ТЕКСТ ДЛЯ ЧТЕНИЯ →

Другая Франция: народные массы

Несмотря на процесс обуржуазивания, Франция по-прежнему остается крестьянской страной, хотя и с широким спектром социального расслоения: от крупного землевладельца, наживающегося на продаже сельскохозяйственной продукции, до мелкого арендатора, положение которого порой весьма плачевно. Правда, и это тоже неоспоримый факт, деревня подвергается засилью нотаблей: потомственного дворянства и новоиспеченных землевладельцев. На эту тенденцию указывают все префекты, ее учитывает и правительство.

Две категории выигрывают от роста сельскохозяйственного производства и сложившейся в ходе войны конъюнктуры: крупный землевладелец и поденщик. Благодаря капиталам и плодородным почвам землевладелец богатеет и в неурожайные годы, такие, например, как 1801-й. В обычное же время он извлекает выгоду из расширения рынков сбыта, которыми обеспечивает его наполеоновская армия. «Наши победы, раздвигая границы Империи, благоприятствуют продаже сельскохозяйственной продукции, — замечает в своих мемуарах Кайо. — И вот половодье пшеницы затопило народы, скудные земли которых не могли обеспечить вызревание тучных нив». Замечание справедливое, если говорить только о севере и востоке, не имея в виду атлантическое побережье.

ИСХОДНЫЕ ДАННЫЕ →
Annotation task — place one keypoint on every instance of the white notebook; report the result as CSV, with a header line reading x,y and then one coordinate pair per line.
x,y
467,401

ЗАДАНИЯ →
a) Ответьте по тексту на три вопроса:
(i) Какие две категории выигрывают от роста сельскохозяйственного производства?
(ii) Какой год приведен как пример неурожайного?
(iii) Кто указывает на тенденцию засилья нотаблей в деревне?
b) Перечислите все части страны, названные в последнем предложении текста.
c) Перепишите из текста фрагмент от слов «Две категории выигрывают» до слов «виду атлантическое побережье.» включительно.

ОЖИДАЕМЫЕ ОТВЕТЫ →
a)
(i) Крупный землевладелец и поденщик.
(ii) 1801-й.
(iii) Все префекты.

b) Север, восток, атлантическое побережье.

c)
Две категории выигрывают от роста сельскохозяйственного производства и сложившейся в ходе войны конъюнктуры: крупный землевладелец и поденщик. Благодаря капиталам и плодородным почвам землевладелец богатеет и в неурожайные годы, такие, например, как 1801-й. В обычное же время он извлекает выгоду из расширения рынков сбыта, которыми обеспечивает его наполеоновская армия. «Наши победы, раздвигая границы Империи, благоприятствуют продаже сельскохозяйственной продукции, — замечает в своих мемуарах Кайо. — И вот половодье пшеницы затопило народы, скудные земли которых не могли обеспечить вызревание тучных нив». Замечание справедливое, если говорить только о севере и востоке, не имея в виду атлантическое побережье.